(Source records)
++++++++++
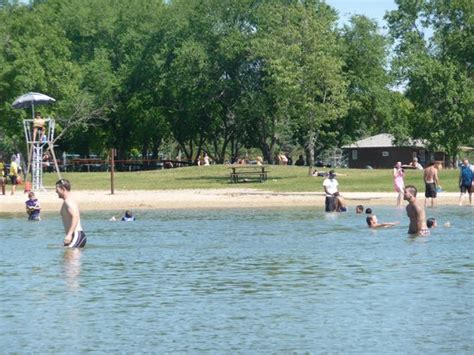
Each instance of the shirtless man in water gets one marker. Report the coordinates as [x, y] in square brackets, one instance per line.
[415, 212]
[75, 236]
[430, 175]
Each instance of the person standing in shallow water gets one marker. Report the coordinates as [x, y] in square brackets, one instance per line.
[398, 182]
[75, 236]
[415, 212]
[430, 176]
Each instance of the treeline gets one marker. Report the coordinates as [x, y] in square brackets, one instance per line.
[223, 76]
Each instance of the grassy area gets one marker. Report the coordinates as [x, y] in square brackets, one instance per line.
[280, 179]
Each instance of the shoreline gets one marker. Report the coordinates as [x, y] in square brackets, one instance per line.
[204, 198]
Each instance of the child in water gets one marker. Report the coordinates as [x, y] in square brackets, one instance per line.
[32, 207]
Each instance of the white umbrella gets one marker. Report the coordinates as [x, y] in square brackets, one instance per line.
[31, 99]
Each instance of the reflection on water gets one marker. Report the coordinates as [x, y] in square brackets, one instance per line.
[281, 280]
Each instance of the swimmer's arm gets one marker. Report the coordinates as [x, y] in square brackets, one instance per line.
[388, 224]
[73, 212]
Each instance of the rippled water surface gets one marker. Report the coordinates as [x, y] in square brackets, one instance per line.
[279, 280]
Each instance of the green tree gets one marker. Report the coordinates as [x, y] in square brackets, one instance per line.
[434, 60]
[303, 68]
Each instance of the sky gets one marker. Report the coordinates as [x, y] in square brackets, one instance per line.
[373, 9]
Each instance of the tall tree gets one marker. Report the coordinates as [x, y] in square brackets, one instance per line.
[303, 68]
[434, 60]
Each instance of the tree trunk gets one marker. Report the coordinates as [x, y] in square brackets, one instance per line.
[309, 151]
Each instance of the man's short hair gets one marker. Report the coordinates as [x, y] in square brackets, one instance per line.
[411, 189]
[369, 220]
[64, 183]
[430, 222]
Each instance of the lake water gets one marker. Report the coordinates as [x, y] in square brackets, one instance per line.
[246, 281]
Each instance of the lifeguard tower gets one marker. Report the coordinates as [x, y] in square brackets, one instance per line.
[37, 147]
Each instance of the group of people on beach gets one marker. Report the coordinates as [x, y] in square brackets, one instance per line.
[334, 202]
[431, 180]
[419, 225]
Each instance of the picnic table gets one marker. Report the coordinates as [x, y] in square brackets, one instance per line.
[242, 172]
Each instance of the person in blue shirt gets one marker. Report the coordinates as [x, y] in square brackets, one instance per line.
[128, 217]
[32, 207]
[466, 177]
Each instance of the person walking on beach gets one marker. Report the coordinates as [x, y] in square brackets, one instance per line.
[32, 207]
[3, 180]
[466, 179]
[14, 174]
[75, 236]
[415, 212]
[430, 176]
[398, 182]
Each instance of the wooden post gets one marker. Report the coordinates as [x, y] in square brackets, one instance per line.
[112, 170]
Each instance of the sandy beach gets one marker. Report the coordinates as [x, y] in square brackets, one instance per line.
[213, 198]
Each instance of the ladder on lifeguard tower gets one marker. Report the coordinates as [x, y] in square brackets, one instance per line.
[35, 152]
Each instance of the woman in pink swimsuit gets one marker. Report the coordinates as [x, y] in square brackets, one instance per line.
[399, 184]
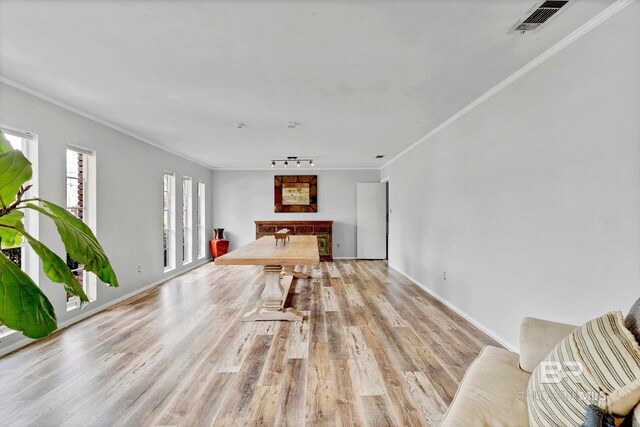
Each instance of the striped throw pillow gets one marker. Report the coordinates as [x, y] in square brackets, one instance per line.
[597, 364]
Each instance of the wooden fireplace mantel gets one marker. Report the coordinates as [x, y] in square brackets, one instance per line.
[323, 230]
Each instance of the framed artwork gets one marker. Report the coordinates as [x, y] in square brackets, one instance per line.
[295, 193]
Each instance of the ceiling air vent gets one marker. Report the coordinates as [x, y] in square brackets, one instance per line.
[537, 16]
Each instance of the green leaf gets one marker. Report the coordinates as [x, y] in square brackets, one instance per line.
[15, 170]
[55, 268]
[79, 241]
[9, 236]
[5, 145]
[23, 306]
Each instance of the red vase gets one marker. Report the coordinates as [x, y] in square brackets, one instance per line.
[218, 247]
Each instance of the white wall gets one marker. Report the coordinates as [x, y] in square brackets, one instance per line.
[531, 201]
[129, 195]
[242, 197]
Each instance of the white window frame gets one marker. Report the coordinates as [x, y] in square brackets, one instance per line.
[30, 261]
[201, 217]
[170, 227]
[187, 220]
[90, 281]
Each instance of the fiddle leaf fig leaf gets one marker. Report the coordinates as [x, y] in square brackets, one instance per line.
[23, 306]
[55, 268]
[5, 145]
[79, 241]
[9, 223]
[15, 170]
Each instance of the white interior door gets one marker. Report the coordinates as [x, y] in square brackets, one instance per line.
[371, 220]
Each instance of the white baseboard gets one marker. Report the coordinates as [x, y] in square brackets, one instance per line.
[86, 313]
[509, 346]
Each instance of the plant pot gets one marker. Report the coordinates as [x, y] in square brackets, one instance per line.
[218, 233]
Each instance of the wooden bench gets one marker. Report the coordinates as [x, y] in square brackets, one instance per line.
[302, 250]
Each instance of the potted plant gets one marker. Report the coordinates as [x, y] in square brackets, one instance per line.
[23, 306]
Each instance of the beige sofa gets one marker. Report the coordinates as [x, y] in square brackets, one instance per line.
[493, 390]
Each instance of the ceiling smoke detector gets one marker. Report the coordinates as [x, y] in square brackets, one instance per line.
[538, 15]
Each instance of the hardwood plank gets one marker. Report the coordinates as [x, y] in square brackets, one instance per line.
[321, 403]
[299, 339]
[291, 410]
[349, 410]
[363, 364]
[329, 299]
[426, 396]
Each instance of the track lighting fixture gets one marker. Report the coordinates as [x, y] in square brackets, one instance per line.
[285, 162]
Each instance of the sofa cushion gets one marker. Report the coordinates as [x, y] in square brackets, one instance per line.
[635, 417]
[632, 321]
[597, 364]
[492, 393]
[537, 338]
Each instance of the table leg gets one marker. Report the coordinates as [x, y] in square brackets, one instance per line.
[288, 271]
[273, 297]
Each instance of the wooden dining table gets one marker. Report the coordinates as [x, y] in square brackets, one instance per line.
[279, 264]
++++++++++
Copy the records above exactly, leaving out every picture.

REPLY:
Each instance of the shirtless man in water gets one marker. Report the coordinates as [x, y] in square brackets, one instance per line.
[415, 212]
[75, 236]
[430, 175]
Each instance of the person standing in shallow water gets one marker. Report the coordinates as [x, y] in square brackets, one instance per line.
[398, 182]
[75, 236]
[415, 212]
[430, 176]
Each instance of the treeline gets one marker. Report the coordinates as [x, y] in square brackets, one instance per line.
[223, 76]
Each instance of the grassy area gets one marker. Report the coordinates as [x, y] in square brackets, one instance per line.
[280, 179]
Each instance of the shoreline gets one marker. Report the coordinates as [x, y] in square brackets, one instance per line.
[204, 198]
Each instance of the child in water gets one marker. Report the coordinates as [x, y] in square brackets, one instance per line.
[32, 207]
Each instance of the white umbrella gets one marker. Report the coordinates as [x, y] in square brackets, one instance per line.
[31, 99]
Each instance of the reflection on water gets one marker. Report the coordinates as [x, y] in square brackets, one instance per line.
[281, 280]
Each instance of the swimmer's arm gets one marker. Report the coordinates as [x, y] in square brackets, one instance per line.
[388, 224]
[73, 212]
Each instance of the rippled water surface gets one marker. Report the coordinates as [x, y] in square brackets, one instance per line.
[279, 280]
Each instance of the green tree gets one marker. Report the coordinates as [x, y] in square brackets, one instance per line.
[434, 60]
[303, 68]
Each instance of the sky gets one marker. Report the coordinates as [x, y] in square brackets, one instance per line.
[373, 9]
Each instance of the tall tree gets one marker. Report the coordinates as [x, y] in square brackets, one instance per line.
[303, 68]
[434, 60]
Each instance of the tree trunk gets one marker. Report the coordinates as [x, y] in square brackets, one instance per line.
[309, 151]
Each instance of the man's short hair gets one marker. Report the coordinates as [x, y] in square brackets, one instance per line.
[411, 189]
[369, 220]
[64, 183]
[430, 222]
Each instance of the lake water gets one marker. Report the coordinates as [x, y] in square brackets, one instance per line.
[246, 281]
Each instance of the lifeguard tower gets one marker. Report the coordinates as [x, y] in square brackets, one instance per line.
[37, 147]
Each instance of the group of people on beach gets one marker. Report the coordinates as [x, y] in square brackets, one instance per line.
[334, 202]
[431, 180]
[419, 225]
Each instance of the picnic table gets one marker. Report the coordinates as [x, y] in square brackets, one instance per line.
[242, 172]
Each instance of the person in blue shirt gets one marker. Report the coordinates as [x, y] in square brackets, one instance per line.
[128, 217]
[32, 207]
[466, 177]
Each instance of the person walking on beach gets one marker. Report the coordinates as [x, y] in square brackets, one instance per line.
[32, 207]
[3, 180]
[466, 179]
[14, 174]
[75, 236]
[415, 212]
[430, 176]
[398, 182]
Each instance of the wooden post gets one marker. Report the coordinates as [x, y] in square brackets, one instance per line.
[112, 170]
Each instance of the sandy beach gets one marker. Report the coordinates as [x, y] in square brackets, one instance per line.
[213, 198]
Each instance of the ladder on lifeguard tower gets one marker. Report the coordinates as [x, y] in square brackets, one instance per line.
[35, 152]
Each instance of the woman in pink swimsuit gets one marker. Report the coordinates as [x, y] in square brackets, one instance per line.
[399, 184]
Each instance of the striped throw pillow gets one marker. Report the coordinates as [x, y] in square brackets, one instance per line.
[597, 364]
Each instance of the wooden fireplace mantel gets one marker. Report the coordinates as [x, y] in square brackets, one instance per line.
[323, 230]
Each instance of the framed artwork gets one marker. Report the coordinates as [x, y] in square brackets, one instance per line.
[295, 193]
Each instance of the ceiling air vent gets one marker. Report the coordinates as [x, y] in square brackets, one instance per line.
[537, 16]
Each instance of the green leaf gets one marker. Report the coordinates as [x, y] in square brackets, one instance per line.
[15, 170]
[55, 268]
[79, 241]
[9, 236]
[5, 145]
[23, 306]
Each instance of the red vase gets one marker. Report the coordinates as [x, y] in square brackets, one instance per line.
[218, 247]
Each instance of the white wall gets one marker. Report the coordinates as [x, y] in square brackets, one instance per line.
[531, 201]
[129, 195]
[242, 197]
Each instance of the white window frame gets one marker. Report the coordinates as [x, y] in square brackets, one instance per line.
[30, 261]
[201, 217]
[170, 227]
[187, 220]
[90, 281]
Each instance of the fiddle leaf fig leaf gets one marker. Report the coordinates as [x, y] in square brackets, one instance per line.
[23, 306]
[55, 268]
[5, 145]
[79, 241]
[9, 223]
[15, 170]
Each instance of the white interior door gets one marker. Report the coordinates as [x, y] in square brackets, one instance per line.
[371, 220]
Each instance of the white baseboard gets one marker. Report the coordinates as [x, y] in square brackets, one instance per line.
[86, 313]
[509, 346]
Each instance of the plant pot gets one marker. Report the coordinates as [x, y] in square brackets, one instance per line.
[218, 233]
Each instance of the wooden bench gets one marker. Report the coordinates as [x, y] in square brackets, one instance per line.
[302, 250]
Each instance of the potted plant gets one marker. Report the coordinates as [x, y] in square brackets, one instance per line.
[23, 306]
Each instance of the beige sofa gets one marker. Report the coordinates as [x, y] in square brackets, one instance per line.
[493, 390]
Each instance of the ceiling smoke detector gets one marker. Report the coordinates as [x, y] in square brackets, one instance per line.
[538, 15]
Each instance of the hardwood plank gets one marker. Report the coordinates as [x, y] in square brackets, one instance per line.
[321, 403]
[299, 339]
[291, 410]
[349, 410]
[363, 364]
[329, 299]
[426, 396]
Each instance of the track lighting fixture gets one marker. Report the coordinates as [x, y] in square brackets, one instance per line.
[285, 162]
Each instance of the sofa cushion gets one marker. Report the coordinates as [x, y] in square brackets, one instance per line.
[635, 417]
[632, 321]
[597, 364]
[492, 393]
[537, 338]
Each instance of the table leg gets one marker. Report the coordinates as [x, y] in square brackets, one instance per line.
[288, 271]
[273, 297]
Each instance of the wooden dining table gets one marker. Report the coordinates as [x, y] in square brackets, one instance per line.
[279, 264]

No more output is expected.